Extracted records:
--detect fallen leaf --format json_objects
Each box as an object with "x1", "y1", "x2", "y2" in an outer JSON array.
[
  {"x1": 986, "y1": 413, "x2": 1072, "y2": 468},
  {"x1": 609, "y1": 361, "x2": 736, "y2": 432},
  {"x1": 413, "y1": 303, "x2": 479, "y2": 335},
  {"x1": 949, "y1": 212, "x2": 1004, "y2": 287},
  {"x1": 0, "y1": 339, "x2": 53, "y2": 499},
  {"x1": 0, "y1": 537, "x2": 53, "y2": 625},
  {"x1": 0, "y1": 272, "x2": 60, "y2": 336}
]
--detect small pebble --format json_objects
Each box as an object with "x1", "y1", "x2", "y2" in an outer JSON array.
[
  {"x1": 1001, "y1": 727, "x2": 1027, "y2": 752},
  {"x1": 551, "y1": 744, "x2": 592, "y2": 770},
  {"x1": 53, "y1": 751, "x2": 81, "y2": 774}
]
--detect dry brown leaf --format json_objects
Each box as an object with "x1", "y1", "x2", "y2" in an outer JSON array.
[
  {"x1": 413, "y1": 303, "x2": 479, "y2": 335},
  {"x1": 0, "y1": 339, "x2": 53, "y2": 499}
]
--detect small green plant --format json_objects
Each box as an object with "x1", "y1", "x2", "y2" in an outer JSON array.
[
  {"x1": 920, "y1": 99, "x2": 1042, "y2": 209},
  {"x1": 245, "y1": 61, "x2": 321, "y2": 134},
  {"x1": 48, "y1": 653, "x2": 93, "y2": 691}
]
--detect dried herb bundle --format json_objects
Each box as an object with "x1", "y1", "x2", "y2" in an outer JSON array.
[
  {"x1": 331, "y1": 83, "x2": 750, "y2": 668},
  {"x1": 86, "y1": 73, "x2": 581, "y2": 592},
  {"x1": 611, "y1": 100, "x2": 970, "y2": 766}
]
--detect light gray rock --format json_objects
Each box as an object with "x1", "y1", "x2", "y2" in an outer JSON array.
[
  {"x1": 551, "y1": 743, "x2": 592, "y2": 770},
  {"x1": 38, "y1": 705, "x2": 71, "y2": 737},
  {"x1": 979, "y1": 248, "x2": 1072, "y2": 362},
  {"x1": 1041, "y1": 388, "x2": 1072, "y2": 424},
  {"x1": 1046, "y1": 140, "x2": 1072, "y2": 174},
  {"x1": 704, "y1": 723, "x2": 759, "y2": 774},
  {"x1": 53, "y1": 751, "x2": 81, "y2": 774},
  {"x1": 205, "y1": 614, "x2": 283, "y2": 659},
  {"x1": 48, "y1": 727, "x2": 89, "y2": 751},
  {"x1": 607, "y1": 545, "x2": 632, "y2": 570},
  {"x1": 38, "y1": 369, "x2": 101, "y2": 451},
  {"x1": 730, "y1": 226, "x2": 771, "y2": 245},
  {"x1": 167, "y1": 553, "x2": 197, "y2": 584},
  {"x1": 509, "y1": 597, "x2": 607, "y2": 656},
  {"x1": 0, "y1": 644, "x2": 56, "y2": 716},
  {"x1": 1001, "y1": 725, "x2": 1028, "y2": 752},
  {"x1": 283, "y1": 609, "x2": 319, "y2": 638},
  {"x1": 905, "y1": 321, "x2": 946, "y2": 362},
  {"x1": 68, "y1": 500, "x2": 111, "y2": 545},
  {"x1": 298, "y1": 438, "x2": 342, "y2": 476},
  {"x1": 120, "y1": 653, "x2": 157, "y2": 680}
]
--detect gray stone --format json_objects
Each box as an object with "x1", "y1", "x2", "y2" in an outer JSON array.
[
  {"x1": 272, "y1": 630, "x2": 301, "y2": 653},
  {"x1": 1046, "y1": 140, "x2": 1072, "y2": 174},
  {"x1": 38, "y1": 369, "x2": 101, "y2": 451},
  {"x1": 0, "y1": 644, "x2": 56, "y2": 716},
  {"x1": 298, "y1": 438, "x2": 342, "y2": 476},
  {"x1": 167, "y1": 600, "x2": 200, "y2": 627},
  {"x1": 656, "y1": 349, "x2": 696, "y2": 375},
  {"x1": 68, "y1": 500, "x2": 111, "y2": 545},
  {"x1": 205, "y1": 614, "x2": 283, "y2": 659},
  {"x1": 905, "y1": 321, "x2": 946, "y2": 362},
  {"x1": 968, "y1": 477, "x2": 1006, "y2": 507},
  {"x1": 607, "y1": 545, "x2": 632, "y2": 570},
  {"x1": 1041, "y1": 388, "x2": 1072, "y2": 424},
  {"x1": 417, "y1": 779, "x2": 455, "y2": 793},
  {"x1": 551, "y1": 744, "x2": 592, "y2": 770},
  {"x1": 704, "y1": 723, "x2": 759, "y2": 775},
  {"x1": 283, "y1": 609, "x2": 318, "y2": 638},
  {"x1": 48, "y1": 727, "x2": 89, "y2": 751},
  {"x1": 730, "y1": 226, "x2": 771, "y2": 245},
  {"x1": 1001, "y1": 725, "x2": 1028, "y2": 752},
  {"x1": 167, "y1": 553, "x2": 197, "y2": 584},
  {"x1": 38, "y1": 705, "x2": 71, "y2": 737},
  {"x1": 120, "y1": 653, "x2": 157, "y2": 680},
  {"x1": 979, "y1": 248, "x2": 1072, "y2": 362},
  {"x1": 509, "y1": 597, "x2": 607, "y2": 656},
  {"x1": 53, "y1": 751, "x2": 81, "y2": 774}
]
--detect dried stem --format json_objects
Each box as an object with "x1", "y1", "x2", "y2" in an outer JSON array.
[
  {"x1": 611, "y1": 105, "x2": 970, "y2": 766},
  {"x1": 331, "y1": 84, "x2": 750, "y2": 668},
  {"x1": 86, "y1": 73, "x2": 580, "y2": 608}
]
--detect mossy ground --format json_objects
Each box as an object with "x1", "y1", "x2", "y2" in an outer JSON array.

*STATED EXERCISE*
Reproduce all of the entries above word for word, with nothing added or left out.

*EXERCISE ANSWER*
--detect fallen leaf --format json_objects
Each box as an object with "x1", "y1", "x2", "y2" in an outer JSON array.
[
  {"x1": 986, "y1": 413, "x2": 1072, "y2": 468},
  {"x1": 609, "y1": 361, "x2": 736, "y2": 432},
  {"x1": 413, "y1": 303, "x2": 479, "y2": 335},
  {"x1": 949, "y1": 212, "x2": 1004, "y2": 287},
  {"x1": 0, "y1": 339, "x2": 53, "y2": 499},
  {"x1": 0, "y1": 537, "x2": 53, "y2": 625},
  {"x1": 0, "y1": 272, "x2": 60, "y2": 336}
]
--detect small pebble --format json_objects
Each box as an object with "x1", "y1", "x2", "y2" in an outer JSON array.
[
  {"x1": 1001, "y1": 727, "x2": 1027, "y2": 752},
  {"x1": 551, "y1": 744, "x2": 592, "y2": 770},
  {"x1": 53, "y1": 751, "x2": 81, "y2": 774}
]
--detect dry brown leaf --format json_objects
Each box as an object with "x1", "y1", "x2", "y2" in an outer JSON array.
[
  {"x1": 413, "y1": 303, "x2": 479, "y2": 335},
  {"x1": 0, "y1": 339, "x2": 53, "y2": 499}
]
--detect small green plant --format json_objects
Each box as an object with "x1", "y1", "x2", "y2" in an outer JSON array.
[
  {"x1": 920, "y1": 99, "x2": 1042, "y2": 209},
  {"x1": 245, "y1": 61, "x2": 321, "y2": 134},
  {"x1": 48, "y1": 653, "x2": 93, "y2": 691}
]
--detect dried herb bundle --format json_objects
Each box as an object with "x1", "y1", "x2", "y2" in an outer JSON array.
[
  {"x1": 331, "y1": 83, "x2": 750, "y2": 668},
  {"x1": 86, "y1": 73, "x2": 581, "y2": 592},
  {"x1": 611, "y1": 100, "x2": 970, "y2": 766}
]
--detect light gray rock --format json_objects
Each box as an object with "x1", "y1", "x2", "y2" in an outer JSON array.
[
  {"x1": 551, "y1": 743, "x2": 592, "y2": 770},
  {"x1": 38, "y1": 705, "x2": 71, "y2": 737},
  {"x1": 979, "y1": 248, "x2": 1072, "y2": 362},
  {"x1": 1041, "y1": 388, "x2": 1072, "y2": 424},
  {"x1": 1046, "y1": 140, "x2": 1072, "y2": 174},
  {"x1": 704, "y1": 723, "x2": 759, "y2": 774},
  {"x1": 53, "y1": 751, "x2": 81, "y2": 774},
  {"x1": 205, "y1": 614, "x2": 283, "y2": 659},
  {"x1": 48, "y1": 727, "x2": 89, "y2": 751},
  {"x1": 607, "y1": 545, "x2": 632, "y2": 570},
  {"x1": 38, "y1": 369, "x2": 101, "y2": 451},
  {"x1": 730, "y1": 226, "x2": 771, "y2": 245},
  {"x1": 167, "y1": 553, "x2": 197, "y2": 584},
  {"x1": 509, "y1": 597, "x2": 607, "y2": 656},
  {"x1": 0, "y1": 644, "x2": 56, "y2": 716},
  {"x1": 1001, "y1": 725, "x2": 1028, "y2": 752},
  {"x1": 283, "y1": 609, "x2": 319, "y2": 638},
  {"x1": 905, "y1": 321, "x2": 946, "y2": 362},
  {"x1": 68, "y1": 500, "x2": 111, "y2": 545},
  {"x1": 298, "y1": 438, "x2": 342, "y2": 476},
  {"x1": 120, "y1": 653, "x2": 157, "y2": 680}
]
--detect gray stone --format json_objects
Each box as an object with "x1", "y1", "x2", "y2" in an outer JSON array.
[
  {"x1": 272, "y1": 630, "x2": 301, "y2": 653},
  {"x1": 1046, "y1": 140, "x2": 1072, "y2": 174},
  {"x1": 38, "y1": 369, "x2": 101, "y2": 451},
  {"x1": 0, "y1": 644, "x2": 56, "y2": 716},
  {"x1": 298, "y1": 438, "x2": 342, "y2": 476},
  {"x1": 167, "y1": 600, "x2": 200, "y2": 627},
  {"x1": 656, "y1": 349, "x2": 696, "y2": 375},
  {"x1": 68, "y1": 500, "x2": 111, "y2": 545},
  {"x1": 205, "y1": 614, "x2": 283, "y2": 659},
  {"x1": 905, "y1": 321, "x2": 946, "y2": 362},
  {"x1": 968, "y1": 477, "x2": 1006, "y2": 507},
  {"x1": 607, "y1": 545, "x2": 632, "y2": 570},
  {"x1": 1041, "y1": 388, "x2": 1072, "y2": 424},
  {"x1": 417, "y1": 779, "x2": 455, "y2": 793},
  {"x1": 551, "y1": 744, "x2": 592, "y2": 770},
  {"x1": 704, "y1": 723, "x2": 759, "y2": 775},
  {"x1": 283, "y1": 609, "x2": 318, "y2": 638},
  {"x1": 48, "y1": 727, "x2": 89, "y2": 751},
  {"x1": 730, "y1": 226, "x2": 771, "y2": 245},
  {"x1": 1001, "y1": 725, "x2": 1028, "y2": 752},
  {"x1": 167, "y1": 553, "x2": 197, "y2": 584},
  {"x1": 38, "y1": 705, "x2": 71, "y2": 737},
  {"x1": 120, "y1": 653, "x2": 157, "y2": 680},
  {"x1": 979, "y1": 248, "x2": 1072, "y2": 362},
  {"x1": 509, "y1": 597, "x2": 607, "y2": 656},
  {"x1": 53, "y1": 751, "x2": 81, "y2": 774}
]
--detect dried stem --format json_objects
Each box as an object with "x1", "y1", "x2", "y2" in an outer JSON array.
[
  {"x1": 611, "y1": 105, "x2": 970, "y2": 766},
  {"x1": 331, "y1": 84, "x2": 750, "y2": 668},
  {"x1": 86, "y1": 73, "x2": 580, "y2": 608}
]
--detect mossy ground --format json_objects
Each box as an object with "x1", "y1", "x2", "y2" in an outer JSON array.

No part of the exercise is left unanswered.